● **Selected text**:
+ + + +
In the Kenya basic income experiment, they observed the behavior of more than 22,000 people in 195 villages who received monthly payments (treatment group) and another 11,000 people who received nothing (control group). According to The Economist, the most striking result was seeing how those who received the money quit their jobs as wage earners on farms to open businesses. “When payments were scheduled for the full 12 years, the number of non-farm enterprises rose by a quarter, and their profits almost doubled. Recipients ate more protein and reported lower rates of depression. Land became more expensive, but it appears consumer goods did not,” said the British weekly.

Instead of becoming lazy or starting to consume in a crazy way, they behaved in a way similar to what might be expected in middle class people: they invested in health and preferred to have a support network before launching into a business adventure. “In many, many, many studies we have found the same thing, that when these people can access money they allocate a large part of it to do the things we consider right, such as investing in education or nutrition,” Banerjee explained. “What makes them have self-destructive behavior is precisely not having money; when they do have it, they become more optimistic and show a greater willingness to do things that are good in the long term.”

Prejudices

Perhaps the most surprising thing is not that poor people are governed by similar criteria as the rest, but that it was necessary to demonstrate it with experiments. What the French economist Michel Husson considered a stigmatization of the poor inherent to capitalism is, according to Banerjee, a widespread and long-standing prejudice. “Christianity is not the only religion with the idea that only if you work will you reap the fruits, in which it is implicit that if you do not have the fruits it is because you are lazy or you are doing something wrong.”
+ + + +
● **Questions to answer**:
A: Translate this sentence from the basic income text into Spanish: "Recipients ate more protein and reported lower rates of depression."
B: Quote the basic income text word for word, everything from "In the Kenya" down to "the British weekly.".
The records are separate material, unrelated to the basic income text.
+ + + +
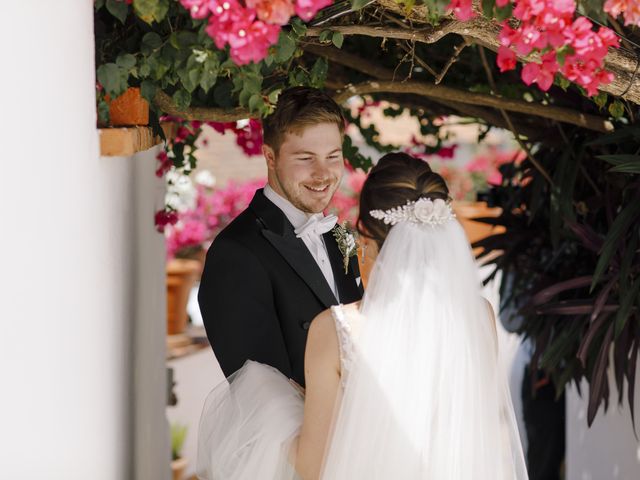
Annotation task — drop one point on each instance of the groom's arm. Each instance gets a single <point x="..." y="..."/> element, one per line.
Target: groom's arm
<point x="236" y="301"/>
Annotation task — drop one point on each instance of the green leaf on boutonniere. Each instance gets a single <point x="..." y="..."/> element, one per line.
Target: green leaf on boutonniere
<point x="347" y="243"/>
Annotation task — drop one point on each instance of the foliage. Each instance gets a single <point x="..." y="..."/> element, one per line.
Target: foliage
<point x="570" y="253"/>
<point x="178" y="436"/>
<point x="571" y="258"/>
<point x="203" y="210"/>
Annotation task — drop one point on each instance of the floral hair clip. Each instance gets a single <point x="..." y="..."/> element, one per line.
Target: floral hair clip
<point x="424" y="210"/>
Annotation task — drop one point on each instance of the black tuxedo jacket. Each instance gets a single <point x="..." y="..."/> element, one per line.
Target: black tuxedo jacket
<point x="261" y="288"/>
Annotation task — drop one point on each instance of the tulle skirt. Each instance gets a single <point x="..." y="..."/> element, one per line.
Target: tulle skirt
<point x="248" y="426"/>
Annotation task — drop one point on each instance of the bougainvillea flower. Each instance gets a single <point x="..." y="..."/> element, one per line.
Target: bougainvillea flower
<point x="506" y="59"/>
<point x="197" y="8"/>
<point x="164" y="218"/>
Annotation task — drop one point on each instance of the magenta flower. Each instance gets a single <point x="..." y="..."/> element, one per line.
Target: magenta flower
<point x="164" y="218"/>
<point x="506" y="59"/>
<point x="542" y="74"/>
<point x="197" y="8"/>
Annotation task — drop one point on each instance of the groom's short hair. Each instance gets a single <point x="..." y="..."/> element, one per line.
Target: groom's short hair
<point x="298" y="108"/>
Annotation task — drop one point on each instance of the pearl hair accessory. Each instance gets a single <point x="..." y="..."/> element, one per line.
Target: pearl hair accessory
<point x="423" y="210"/>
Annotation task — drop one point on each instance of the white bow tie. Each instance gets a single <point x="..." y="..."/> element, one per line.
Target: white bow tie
<point x="317" y="225"/>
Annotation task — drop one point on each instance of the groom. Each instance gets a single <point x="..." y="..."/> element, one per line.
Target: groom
<point x="278" y="265"/>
+ + + +
● **Results in order**:
A: Los beneficiarios consumieron más proteínas y reportaron tasas más bajas de depresión.

B:
In the Kenya basic income experiment, they observed the behavior of more than 22,000 people in 195 villages who received monthly payments (treatment group) and another 11,000 people who received nothing (control group). According to The Economist, the most striking result was seeing how those who received the money quit their jobs as wage earners on farms to open businesses. “When payments were scheduled for the full 12 years, the number of non-farm enterprises rose by a quarter, and their profits almost doubled. Recipients ate more protein and reported lower rates of depression. Land became more expensive, but it appears consumer goods did not,” said the British weekly.